• Work to complete: Give the lines below again, exactly as they stand, and leave out the images.
[[ Task inputs, beginning ]]
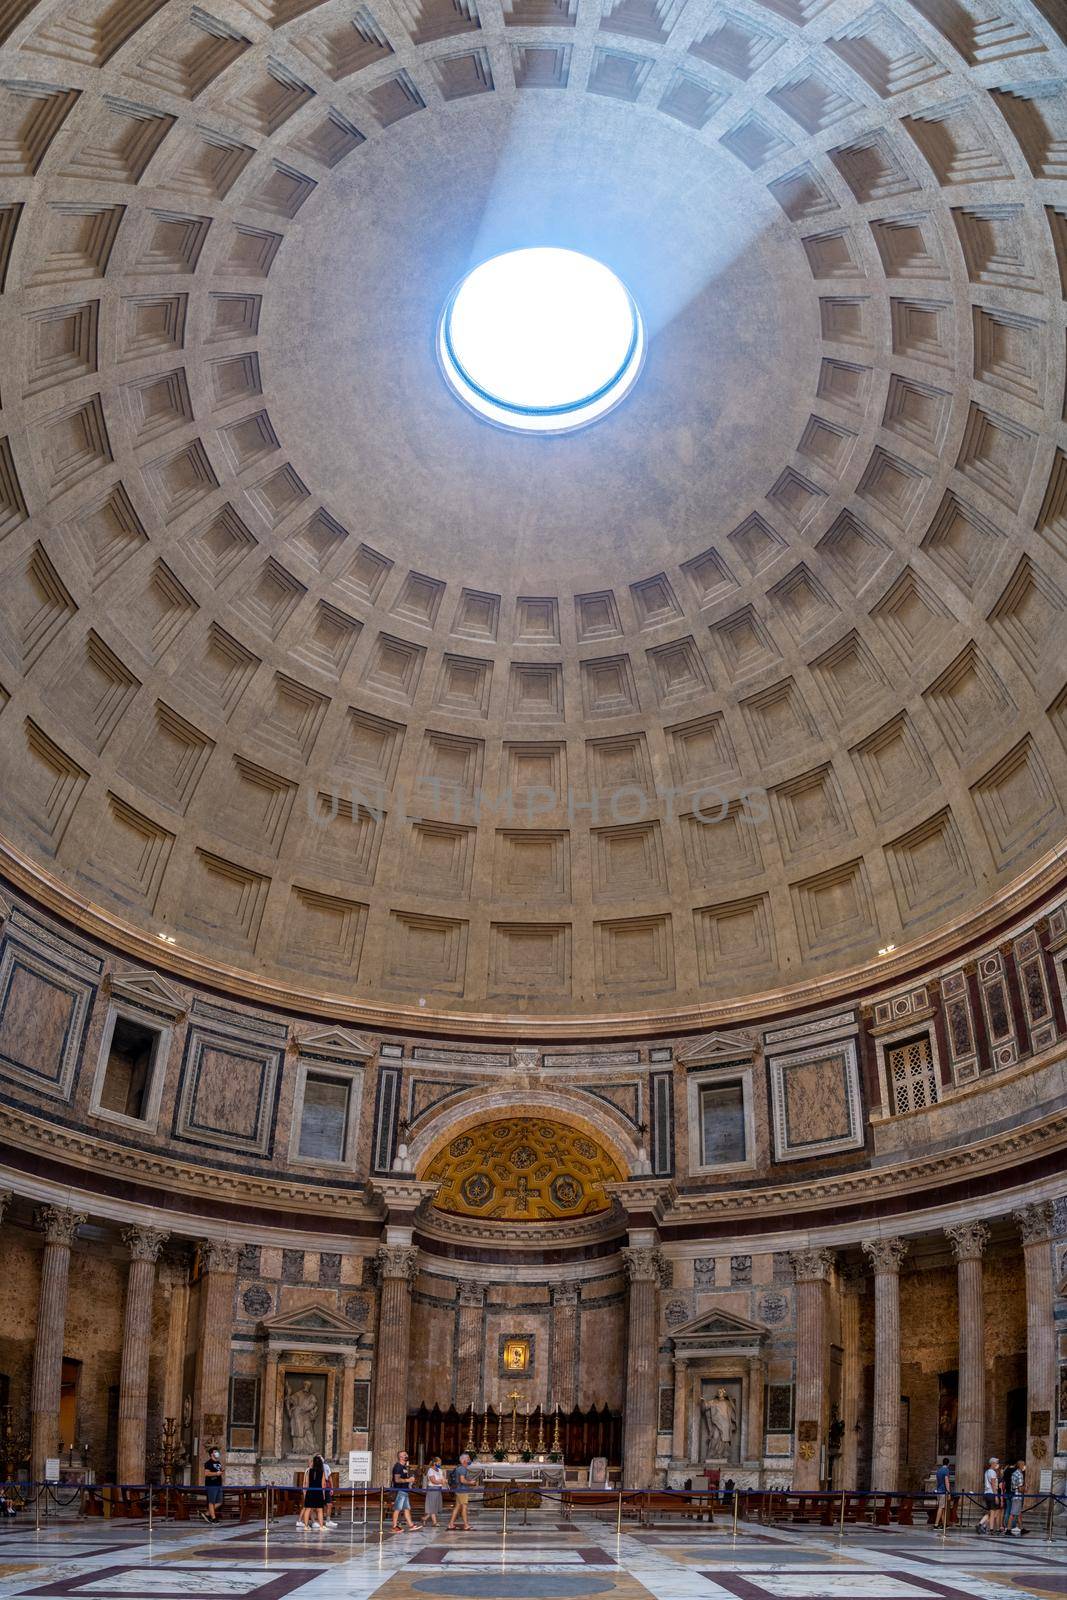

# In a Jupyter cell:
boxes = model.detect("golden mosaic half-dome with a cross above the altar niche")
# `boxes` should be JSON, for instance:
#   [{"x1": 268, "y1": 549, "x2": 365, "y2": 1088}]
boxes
[{"x1": 424, "y1": 1117, "x2": 622, "y2": 1222}]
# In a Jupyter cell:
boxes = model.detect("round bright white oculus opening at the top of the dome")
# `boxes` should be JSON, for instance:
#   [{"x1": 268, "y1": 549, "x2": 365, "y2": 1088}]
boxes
[{"x1": 437, "y1": 248, "x2": 646, "y2": 434}]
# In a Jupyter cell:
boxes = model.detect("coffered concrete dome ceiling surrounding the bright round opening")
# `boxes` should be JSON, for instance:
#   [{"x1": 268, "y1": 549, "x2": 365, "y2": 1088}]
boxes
[{"x1": 0, "y1": 0, "x2": 1067, "y2": 1034}]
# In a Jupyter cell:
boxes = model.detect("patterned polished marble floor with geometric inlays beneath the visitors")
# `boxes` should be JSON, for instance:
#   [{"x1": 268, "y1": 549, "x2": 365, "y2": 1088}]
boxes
[{"x1": 0, "y1": 1510, "x2": 1067, "y2": 1600}]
[[ Task inputs, end ]]
• Response below:
# In a Jupyter cell:
boxes = model.detect("golden mosaic half-dome with a cross above the altar niche")
# `boxes` should be JSON, for instance:
#   [{"x1": 268, "y1": 549, "x2": 365, "y2": 1088}]
boxes
[{"x1": 424, "y1": 1117, "x2": 622, "y2": 1222}]
# In a Jupyter cell:
boxes = model.detect("round bright white oculus opening at the top of the dome")
# `boxes` should be JSON, for instance:
#   [{"x1": 268, "y1": 549, "x2": 365, "y2": 1088}]
boxes
[{"x1": 437, "y1": 248, "x2": 646, "y2": 434}]
# In a Jupyter cell:
boxes = model.detect("coffered concrete dome ceiling surrounding the bright round opening")
# `boxes` should be JSON, for instance:
#   [{"x1": 268, "y1": 549, "x2": 365, "y2": 1088}]
boxes
[{"x1": 0, "y1": 0, "x2": 1067, "y2": 1034}]
# In a Jupyter cell:
boxes = model.detect("patterned polished marble floor with geometric inlays beneath the visitors")
# `boxes` should be JSON, for instance:
#   [{"x1": 268, "y1": 549, "x2": 365, "y2": 1088}]
boxes
[{"x1": 0, "y1": 1510, "x2": 1067, "y2": 1600}]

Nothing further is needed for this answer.